-- Begin READING TEXT --

What was the last book you bought?

Took me 29 years, but I finally came across a hardback copy of Margaret Drabble's The Realms of Gold over the weekend. I found it in Crow Books in Burlington, Vermont, and I was so thrilled by the find that I also bought a store T-shirt.

Name a book you have read MORE than once

E. M. Forster's Howards End

Kate Atkinson's Human Croquet

Has a book ever fundamentally changed the way you see life? If yes, what was it?

Dalton Trumbo's Johnny Got His Gun

Joseph Campbell's Myths to Live By

How do you choose a book? eg. by cover design and summary, recommendations or reviews

For all those reasons and several more. I swear sometimes it seems to happen by osmosis.

Do you prefer Fiction or Non-Fiction?

Fiction

What’s more important in a novel - beautiful writing or a gripping plot?

Character development.

Most loved/memorable character (character/book)

Hamlet

Which book or books can be found on your nightstand at the moment?

-- End READING TEXT --
-- Begin RECORD LIST --

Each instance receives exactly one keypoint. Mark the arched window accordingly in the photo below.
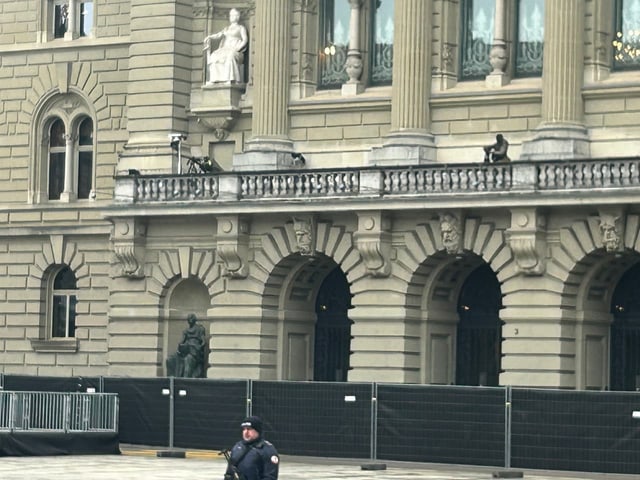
(63, 304)
(67, 166)
(626, 38)
(68, 19)
(377, 38)
(85, 158)
(56, 159)
(478, 29)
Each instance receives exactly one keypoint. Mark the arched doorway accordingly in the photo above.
(478, 345)
(332, 346)
(625, 333)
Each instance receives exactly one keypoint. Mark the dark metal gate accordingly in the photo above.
(333, 329)
(625, 333)
(479, 340)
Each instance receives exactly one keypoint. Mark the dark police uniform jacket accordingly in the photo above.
(260, 462)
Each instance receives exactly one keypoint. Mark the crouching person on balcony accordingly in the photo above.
(498, 151)
(253, 457)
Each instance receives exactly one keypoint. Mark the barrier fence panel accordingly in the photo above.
(426, 423)
(316, 418)
(575, 430)
(27, 383)
(208, 413)
(144, 409)
(58, 412)
(510, 427)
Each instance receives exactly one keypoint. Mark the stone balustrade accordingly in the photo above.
(425, 180)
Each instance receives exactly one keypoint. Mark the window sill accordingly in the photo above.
(55, 345)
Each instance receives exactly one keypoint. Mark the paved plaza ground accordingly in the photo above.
(145, 464)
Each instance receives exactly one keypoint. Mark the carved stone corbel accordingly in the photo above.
(128, 240)
(373, 241)
(527, 239)
(612, 227)
(233, 246)
(305, 231)
(452, 232)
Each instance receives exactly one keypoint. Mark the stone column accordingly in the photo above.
(410, 140)
(353, 66)
(270, 146)
(562, 133)
(157, 94)
(499, 54)
(72, 23)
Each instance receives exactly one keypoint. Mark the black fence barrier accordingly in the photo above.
(315, 418)
(208, 413)
(30, 383)
(144, 409)
(441, 424)
(575, 430)
(582, 431)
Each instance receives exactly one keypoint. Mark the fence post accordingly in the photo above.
(507, 427)
(171, 411)
(249, 406)
(67, 412)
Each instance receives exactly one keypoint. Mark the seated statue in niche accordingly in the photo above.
(225, 63)
(188, 361)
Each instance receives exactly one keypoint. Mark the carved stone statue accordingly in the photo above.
(188, 361)
(450, 231)
(225, 63)
(610, 234)
(304, 236)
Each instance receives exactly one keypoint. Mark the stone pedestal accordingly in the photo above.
(557, 142)
(405, 149)
(217, 106)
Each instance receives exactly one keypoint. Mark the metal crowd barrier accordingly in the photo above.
(58, 412)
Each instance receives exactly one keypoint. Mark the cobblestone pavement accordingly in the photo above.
(198, 465)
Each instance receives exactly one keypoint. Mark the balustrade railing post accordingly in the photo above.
(524, 176)
(371, 184)
(125, 189)
(229, 187)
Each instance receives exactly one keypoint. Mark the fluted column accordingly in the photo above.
(562, 133)
(410, 140)
(72, 24)
(499, 54)
(353, 66)
(270, 121)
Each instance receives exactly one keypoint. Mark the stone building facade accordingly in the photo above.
(349, 229)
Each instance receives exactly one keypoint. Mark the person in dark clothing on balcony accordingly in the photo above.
(253, 457)
(498, 151)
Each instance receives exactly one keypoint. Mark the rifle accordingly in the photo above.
(235, 473)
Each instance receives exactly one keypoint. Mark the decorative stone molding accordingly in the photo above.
(304, 228)
(527, 239)
(611, 223)
(451, 232)
(128, 240)
(373, 241)
(233, 246)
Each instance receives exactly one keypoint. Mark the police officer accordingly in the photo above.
(252, 458)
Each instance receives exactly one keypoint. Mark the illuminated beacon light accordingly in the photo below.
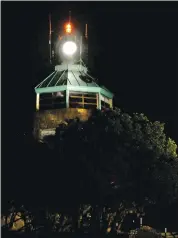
(68, 28)
(69, 48)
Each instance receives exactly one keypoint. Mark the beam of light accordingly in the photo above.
(69, 48)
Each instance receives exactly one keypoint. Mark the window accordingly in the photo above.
(82, 100)
(55, 100)
(104, 102)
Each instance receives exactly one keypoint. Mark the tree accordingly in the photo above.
(124, 161)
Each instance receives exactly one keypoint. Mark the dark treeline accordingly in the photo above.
(98, 176)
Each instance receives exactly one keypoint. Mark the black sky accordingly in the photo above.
(134, 48)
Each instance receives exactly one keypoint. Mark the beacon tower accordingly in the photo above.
(69, 91)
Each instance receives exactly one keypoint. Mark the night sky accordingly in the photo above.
(133, 52)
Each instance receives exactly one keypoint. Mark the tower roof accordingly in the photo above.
(73, 77)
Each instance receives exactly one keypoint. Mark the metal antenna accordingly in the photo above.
(80, 51)
(69, 16)
(86, 31)
(50, 31)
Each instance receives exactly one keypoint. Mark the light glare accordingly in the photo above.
(69, 48)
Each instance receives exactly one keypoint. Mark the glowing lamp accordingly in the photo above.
(68, 28)
(69, 48)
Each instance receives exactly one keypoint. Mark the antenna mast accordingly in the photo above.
(50, 31)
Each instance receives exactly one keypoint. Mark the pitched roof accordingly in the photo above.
(74, 75)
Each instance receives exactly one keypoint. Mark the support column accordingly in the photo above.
(37, 102)
(110, 103)
(99, 101)
(67, 98)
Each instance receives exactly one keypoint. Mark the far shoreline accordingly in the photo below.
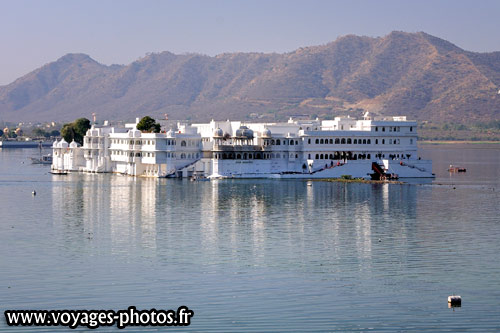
(452, 142)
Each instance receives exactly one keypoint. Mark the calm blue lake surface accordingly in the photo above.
(258, 255)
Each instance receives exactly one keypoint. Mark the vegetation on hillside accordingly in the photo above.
(412, 74)
(148, 124)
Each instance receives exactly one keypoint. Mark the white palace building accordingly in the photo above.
(344, 146)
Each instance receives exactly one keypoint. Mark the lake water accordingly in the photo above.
(258, 255)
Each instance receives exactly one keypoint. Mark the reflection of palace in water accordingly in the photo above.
(262, 222)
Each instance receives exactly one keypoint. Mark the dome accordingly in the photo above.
(244, 132)
(218, 133)
(62, 144)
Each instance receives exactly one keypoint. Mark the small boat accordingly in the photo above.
(45, 159)
(454, 168)
(198, 178)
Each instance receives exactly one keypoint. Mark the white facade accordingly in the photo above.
(295, 149)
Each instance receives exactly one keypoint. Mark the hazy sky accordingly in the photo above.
(36, 32)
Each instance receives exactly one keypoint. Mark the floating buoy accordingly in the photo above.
(455, 301)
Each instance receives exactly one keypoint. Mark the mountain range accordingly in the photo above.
(412, 74)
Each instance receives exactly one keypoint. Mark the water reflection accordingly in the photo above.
(259, 222)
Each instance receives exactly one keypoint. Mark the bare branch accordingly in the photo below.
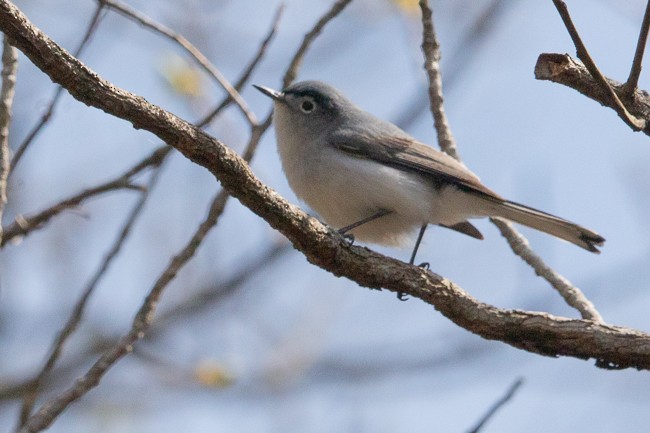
(581, 50)
(292, 70)
(203, 61)
(563, 69)
(49, 111)
(25, 225)
(431, 50)
(571, 294)
(29, 398)
(248, 70)
(498, 405)
(633, 79)
(518, 243)
(611, 346)
(9, 67)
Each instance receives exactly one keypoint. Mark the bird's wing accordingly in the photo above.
(403, 152)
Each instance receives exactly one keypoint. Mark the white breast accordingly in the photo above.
(344, 189)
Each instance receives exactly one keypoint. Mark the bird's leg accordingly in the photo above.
(417, 246)
(424, 265)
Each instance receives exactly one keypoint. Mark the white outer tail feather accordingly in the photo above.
(548, 223)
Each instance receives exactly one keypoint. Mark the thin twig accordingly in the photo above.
(246, 74)
(431, 50)
(581, 51)
(571, 294)
(49, 111)
(633, 79)
(9, 68)
(516, 240)
(29, 399)
(292, 70)
(49, 411)
(203, 61)
(498, 405)
(25, 225)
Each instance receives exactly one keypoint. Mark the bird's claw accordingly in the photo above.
(349, 238)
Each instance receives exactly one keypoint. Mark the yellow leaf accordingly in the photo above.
(182, 77)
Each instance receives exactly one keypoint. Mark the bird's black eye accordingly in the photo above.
(307, 106)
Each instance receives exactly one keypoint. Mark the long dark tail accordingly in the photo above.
(550, 224)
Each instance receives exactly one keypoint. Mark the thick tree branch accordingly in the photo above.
(611, 346)
(51, 107)
(518, 243)
(189, 48)
(636, 123)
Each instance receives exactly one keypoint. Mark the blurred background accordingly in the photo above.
(249, 336)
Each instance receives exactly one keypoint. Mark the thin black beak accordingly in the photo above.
(273, 94)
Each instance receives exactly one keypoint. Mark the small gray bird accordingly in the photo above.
(367, 177)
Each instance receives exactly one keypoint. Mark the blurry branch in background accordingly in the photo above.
(635, 71)
(498, 405)
(217, 292)
(458, 63)
(200, 58)
(194, 304)
(518, 243)
(49, 112)
(9, 67)
(50, 410)
(248, 70)
(25, 225)
(76, 315)
(571, 294)
(292, 70)
(562, 69)
(431, 50)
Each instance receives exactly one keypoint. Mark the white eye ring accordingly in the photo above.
(307, 105)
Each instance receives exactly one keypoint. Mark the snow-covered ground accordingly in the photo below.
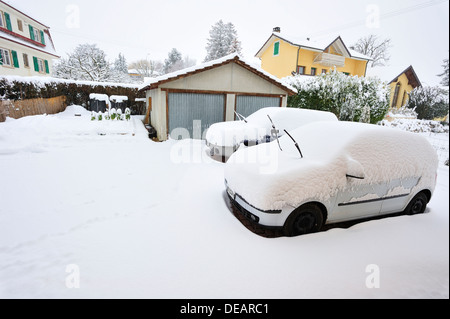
(84, 215)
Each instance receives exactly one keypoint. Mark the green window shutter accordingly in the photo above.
(276, 48)
(8, 21)
(36, 64)
(15, 59)
(42, 37)
(31, 32)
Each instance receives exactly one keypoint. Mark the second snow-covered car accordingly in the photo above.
(263, 126)
(324, 173)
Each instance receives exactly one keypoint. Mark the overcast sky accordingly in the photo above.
(419, 29)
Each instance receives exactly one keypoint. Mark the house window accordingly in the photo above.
(301, 70)
(40, 65)
(276, 48)
(25, 60)
(20, 25)
(5, 57)
(37, 35)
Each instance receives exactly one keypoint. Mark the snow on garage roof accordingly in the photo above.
(156, 82)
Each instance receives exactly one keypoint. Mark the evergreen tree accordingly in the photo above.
(174, 62)
(223, 40)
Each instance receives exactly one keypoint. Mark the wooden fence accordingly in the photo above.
(21, 108)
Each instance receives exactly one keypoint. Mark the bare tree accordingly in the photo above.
(444, 75)
(377, 49)
(147, 68)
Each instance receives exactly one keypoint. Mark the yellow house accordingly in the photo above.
(402, 85)
(283, 56)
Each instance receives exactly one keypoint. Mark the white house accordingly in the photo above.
(26, 46)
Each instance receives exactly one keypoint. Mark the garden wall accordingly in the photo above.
(17, 88)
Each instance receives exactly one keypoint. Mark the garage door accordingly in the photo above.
(247, 105)
(195, 113)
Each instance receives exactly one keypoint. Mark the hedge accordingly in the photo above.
(77, 92)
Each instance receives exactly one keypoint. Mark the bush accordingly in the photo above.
(429, 102)
(77, 92)
(356, 99)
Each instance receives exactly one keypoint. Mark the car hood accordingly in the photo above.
(270, 179)
(230, 134)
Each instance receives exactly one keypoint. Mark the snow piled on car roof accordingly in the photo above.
(270, 179)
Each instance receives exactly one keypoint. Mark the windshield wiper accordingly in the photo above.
(296, 144)
(241, 117)
(275, 132)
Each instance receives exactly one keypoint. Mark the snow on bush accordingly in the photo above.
(350, 98)
(416, 126)
(429, 102)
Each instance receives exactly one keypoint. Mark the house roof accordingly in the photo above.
(21, 12)
(47, 48)
(413, 79)
(154, 83)
(318, 45)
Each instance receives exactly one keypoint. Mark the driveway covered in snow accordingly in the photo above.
(89, 215)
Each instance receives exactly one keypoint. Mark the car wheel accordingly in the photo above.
(417, 205)
(305, 220)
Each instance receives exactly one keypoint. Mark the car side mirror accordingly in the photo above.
(355, 169)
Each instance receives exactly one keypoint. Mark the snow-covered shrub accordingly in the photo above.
(429, 102)
(350, 98)
(113, 114)
(119, 115)
(127, 114)
(417, 126)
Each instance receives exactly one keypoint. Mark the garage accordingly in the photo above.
(249, 104)
(194, 113)
(185, 103)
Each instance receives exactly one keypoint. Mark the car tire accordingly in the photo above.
(305, 220)
(417, 205)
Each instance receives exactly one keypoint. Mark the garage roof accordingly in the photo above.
(232, 58)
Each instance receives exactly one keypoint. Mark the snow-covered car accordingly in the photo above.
(325, 173)
(223, 139)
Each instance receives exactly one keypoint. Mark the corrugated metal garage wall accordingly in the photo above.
(248, 104)
(186, 109)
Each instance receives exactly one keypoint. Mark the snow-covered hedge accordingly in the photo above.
(77, 92)
(417, 126)
(429, 102)
(351, 98)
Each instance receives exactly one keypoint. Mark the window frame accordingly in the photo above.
(8, 58)
(37, 35)
(20, 25)
(26, 61)
(298, 69)
(276, 48)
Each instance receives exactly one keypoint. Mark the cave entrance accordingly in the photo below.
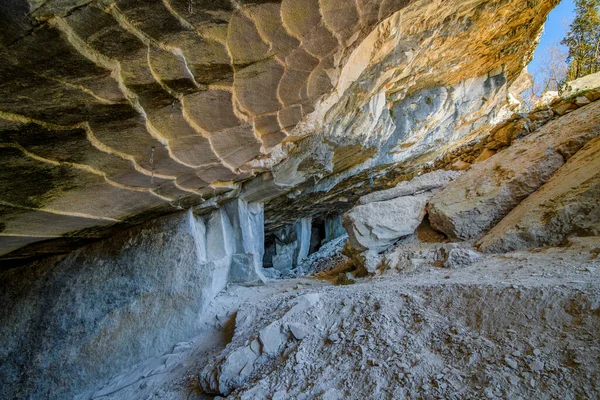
(287, 247)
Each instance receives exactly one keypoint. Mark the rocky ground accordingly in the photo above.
(475, 284)
(518, 325)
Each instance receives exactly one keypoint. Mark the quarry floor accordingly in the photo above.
(517, 325)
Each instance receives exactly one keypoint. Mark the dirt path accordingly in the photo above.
(520, 325)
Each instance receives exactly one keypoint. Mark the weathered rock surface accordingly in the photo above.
(120, 111)
(81, 318)
(234, 365)
(375, 226)
(569, 203)
(406, 336)
(422, 183)
(475, 202)
(386, 216)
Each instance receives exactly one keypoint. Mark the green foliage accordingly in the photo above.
(583, 40)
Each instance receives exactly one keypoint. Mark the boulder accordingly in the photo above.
(375, 226)
(472, 204)
(461, 257)
(569, 203)
(384, 217)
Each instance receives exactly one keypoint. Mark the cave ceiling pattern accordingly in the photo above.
(112, 110)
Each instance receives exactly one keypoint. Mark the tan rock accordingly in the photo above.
(485, 154)
(475, 202)
(460, 165)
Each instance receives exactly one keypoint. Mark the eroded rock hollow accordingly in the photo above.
(293, 199)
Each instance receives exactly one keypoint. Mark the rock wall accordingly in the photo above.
(69, 323)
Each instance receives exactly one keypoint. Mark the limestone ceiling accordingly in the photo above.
(115, 111)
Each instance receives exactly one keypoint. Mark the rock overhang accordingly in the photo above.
(114, 112)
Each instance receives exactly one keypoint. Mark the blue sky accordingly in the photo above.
(554, 30)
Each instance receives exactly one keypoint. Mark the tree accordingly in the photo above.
(549, 75)
(583, 39)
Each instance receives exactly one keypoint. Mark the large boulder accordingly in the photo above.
(476, 201)
(568, 203)
(386, 216)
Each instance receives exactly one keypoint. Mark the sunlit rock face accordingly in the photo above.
(114, 112)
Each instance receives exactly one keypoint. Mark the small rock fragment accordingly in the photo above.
(298, 331)
(536, 366)
(511, 363)
(461, 258)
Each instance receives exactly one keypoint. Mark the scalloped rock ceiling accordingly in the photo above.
(112, 112)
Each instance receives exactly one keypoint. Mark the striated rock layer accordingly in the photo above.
(70, 323)
(116, 111)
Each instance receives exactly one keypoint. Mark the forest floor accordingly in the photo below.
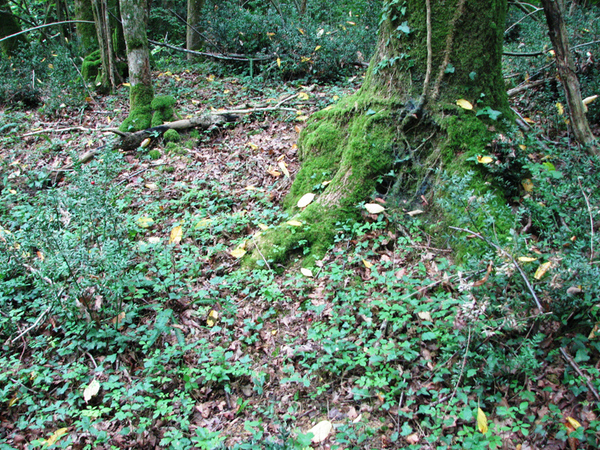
(378, 341)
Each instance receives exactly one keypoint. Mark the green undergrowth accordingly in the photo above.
(110, 320)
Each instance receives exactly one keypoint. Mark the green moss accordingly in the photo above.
(91, 66)
(138, 119)
(154, 154)
(172, 136)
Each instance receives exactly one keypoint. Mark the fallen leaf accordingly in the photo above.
(527, 185)
(541, 270)
(55, 436)
(283, 166)
(481, 421)
(321, 431)
(374, 208)
(306, 200)
(412, 439)
(526, 259)
(202, 224)
(91, 390)
(464, 104)
(306, 272)
(238, 252)
(212, 318)
(176, 235)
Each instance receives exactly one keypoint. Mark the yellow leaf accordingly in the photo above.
(541, 271)
(238, 252)
(374, 208)
(202, 224)
(590, 99)
(91, 390)
(573, 423)
(306, 200)
(481, 421)
(283, 166)
(320, 431)
(145, 222)
(527, 185)
(55, 436)
(464, 104)
(212, 318)
(176, 235)
(526, 259)
(306, 272)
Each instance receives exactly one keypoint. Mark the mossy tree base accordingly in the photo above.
(405, 112)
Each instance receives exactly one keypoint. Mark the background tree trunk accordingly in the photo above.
(430, 54)
(566, 70)
(86, 32)
(134, 16)
(104, 33)
(9, 24)
(193, 39)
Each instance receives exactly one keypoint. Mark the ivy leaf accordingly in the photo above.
(91, 390)
(404, 28)
(481, 421)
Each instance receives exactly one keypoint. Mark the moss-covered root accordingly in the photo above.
(344, 150)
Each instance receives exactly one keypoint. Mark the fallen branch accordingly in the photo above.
(224, 57)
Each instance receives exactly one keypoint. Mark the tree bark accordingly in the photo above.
(9, 24)
(429, 55)
(134, 16)
(86, 32)
(110, 73)
(193, 39)
(566, 70)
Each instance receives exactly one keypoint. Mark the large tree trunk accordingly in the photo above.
(430, 54)
(193, 38)
(9, 24)
(134, 16)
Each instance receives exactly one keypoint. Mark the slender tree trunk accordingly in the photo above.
(193, 39)
(430, 54)
(86, 32)
(134, 16)
(110, 73)
(9, 24)
(566, 71)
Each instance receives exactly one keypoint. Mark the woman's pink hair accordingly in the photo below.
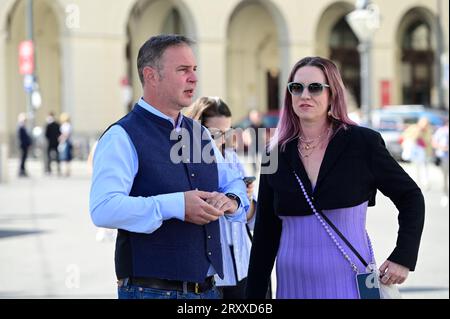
(288, 127)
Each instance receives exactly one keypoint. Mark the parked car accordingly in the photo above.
(391, 121)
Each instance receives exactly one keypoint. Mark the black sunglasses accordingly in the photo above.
(216, 133)
(296, 88)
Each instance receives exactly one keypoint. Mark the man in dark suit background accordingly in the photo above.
(24, 142)
(52, 134)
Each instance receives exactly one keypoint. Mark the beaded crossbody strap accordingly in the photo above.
(324, 220)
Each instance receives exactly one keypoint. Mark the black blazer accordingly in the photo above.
(356, 163)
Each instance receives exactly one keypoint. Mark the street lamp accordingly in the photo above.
(364, 21)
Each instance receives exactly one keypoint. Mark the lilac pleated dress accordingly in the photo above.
(310, 266)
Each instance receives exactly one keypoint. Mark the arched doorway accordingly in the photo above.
(253, 60)
(344, 52)
(149, 18)
(340, 44)
(416, 46)
(47, 62)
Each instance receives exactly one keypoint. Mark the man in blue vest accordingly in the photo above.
(149, 183)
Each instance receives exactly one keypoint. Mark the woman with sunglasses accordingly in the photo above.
(215, 115)
(329, 170)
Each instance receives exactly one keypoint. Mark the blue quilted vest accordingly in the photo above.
(177, 250)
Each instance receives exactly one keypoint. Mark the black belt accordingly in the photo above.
(166, 284)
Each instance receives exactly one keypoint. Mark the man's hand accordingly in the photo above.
(197, 210)
(250, 188)
(222, 203)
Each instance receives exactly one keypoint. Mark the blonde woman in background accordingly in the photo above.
(65, 145)
(417, 148)
(214, 114)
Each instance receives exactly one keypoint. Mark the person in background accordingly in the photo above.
(440, 145)
(417, 148)
(65, 146)
(214, 114)
(25, 142)
(258, 137)
(52, 134)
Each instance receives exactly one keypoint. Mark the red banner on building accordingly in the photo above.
(385, 92)
(26, 57)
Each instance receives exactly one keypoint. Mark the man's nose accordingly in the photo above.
(193, 77)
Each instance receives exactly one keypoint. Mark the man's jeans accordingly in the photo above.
(136, 292)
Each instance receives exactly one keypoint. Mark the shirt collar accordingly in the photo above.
(158, 113)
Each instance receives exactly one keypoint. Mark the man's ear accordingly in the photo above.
(150, 75)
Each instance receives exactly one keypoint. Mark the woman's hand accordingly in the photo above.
(392, 273)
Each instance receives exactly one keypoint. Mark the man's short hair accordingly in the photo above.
(152, 50)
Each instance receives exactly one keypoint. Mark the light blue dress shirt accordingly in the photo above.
(115, 166)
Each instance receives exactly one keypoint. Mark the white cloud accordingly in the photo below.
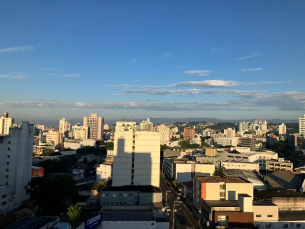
(207, 83)
(51, 69)
(72, 75)
(246, 57)
(167, 54)
(251, 69)
(218, 92)
(215, 49)
(17, 49)
(124, 86)
(198, 72)
(16, 75)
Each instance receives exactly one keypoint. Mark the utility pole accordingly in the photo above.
(166, 195)
(174, 210)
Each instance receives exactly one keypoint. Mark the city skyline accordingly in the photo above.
(234, 60)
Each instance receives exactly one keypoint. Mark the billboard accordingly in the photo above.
(94, 221)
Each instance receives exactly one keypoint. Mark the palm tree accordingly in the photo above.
(74, 213)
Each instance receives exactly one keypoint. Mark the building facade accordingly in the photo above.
(16, 163)
(136, 156)
(95, 125)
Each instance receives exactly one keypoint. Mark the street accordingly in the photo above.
(183, 217)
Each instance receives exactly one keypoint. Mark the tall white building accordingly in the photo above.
(136, 156)
(164, 134)
(80, 132)
(16, 152)
(147, 125)
(5, 124)
(95, 125)
(64, 127)
(302, 126)
(282, 129)
(229, 133)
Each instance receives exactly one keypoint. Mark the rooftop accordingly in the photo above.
(292, 216)
(140, 188)
(128, 216)
(217, 179)
(268, 194)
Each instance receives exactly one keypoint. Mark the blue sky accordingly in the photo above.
(120, 59)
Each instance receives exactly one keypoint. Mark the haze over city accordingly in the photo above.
(233, 60)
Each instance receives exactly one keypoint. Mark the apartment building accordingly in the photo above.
(95, 125)
(279, 164)
(136, 156)
(15, 165)
(189, 133)
(5, 124)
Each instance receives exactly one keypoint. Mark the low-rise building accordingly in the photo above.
(280, 164)
(240, 165)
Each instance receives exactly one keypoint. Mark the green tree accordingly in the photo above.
(109, 145)
(74, 213)
(51, 194)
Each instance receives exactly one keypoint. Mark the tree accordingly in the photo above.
(51, 194)
(74, 213)
(109, 145)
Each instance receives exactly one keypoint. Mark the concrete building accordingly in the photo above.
(282, 129)
(52, 137)
(5, 124)
(64, 127)
(240, 165)
(80, 132)
(147, 125)
(189, 133)
(95, 125)
(184, 170)
(76, 144)
(226, 141)
(229, 133)
(302, 125)
(279, 164)
(16, 164)
(164, 134)
(136, 156)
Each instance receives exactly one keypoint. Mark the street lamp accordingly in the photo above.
(174, 210)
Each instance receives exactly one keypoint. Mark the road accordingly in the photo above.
(183, 217)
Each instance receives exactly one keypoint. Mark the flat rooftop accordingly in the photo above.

-- End RECORD LIST --

REQUIREMENTS —
a. Rewrite the passage of the book questionnaire that begins at the words "What was the" and stops after "a store T-shirt.", putting "paperback" in place of "hardback".
b. List every line of the records that contains the string "floor", treating uppercase and lowercase as different.
The text and the records are unrelated to each other.

WORKED SOLUTIONS —
a.
What was the last book you bought?

Took me 29 years, but I finally came across a paperback copy of Margaret Drabble's The Realms of Gold over the weekend. I found it in Crow Books in Burlington, Vermont, and I was so thrilled by the find that I also bought a store T-shirt.

b.
Each instance receives exactly one keypoint. Mark the quarry floor accordingly in the photo above.
Each instance receives exactly one keypoint. Mark the forest floor accordingly in the photo below.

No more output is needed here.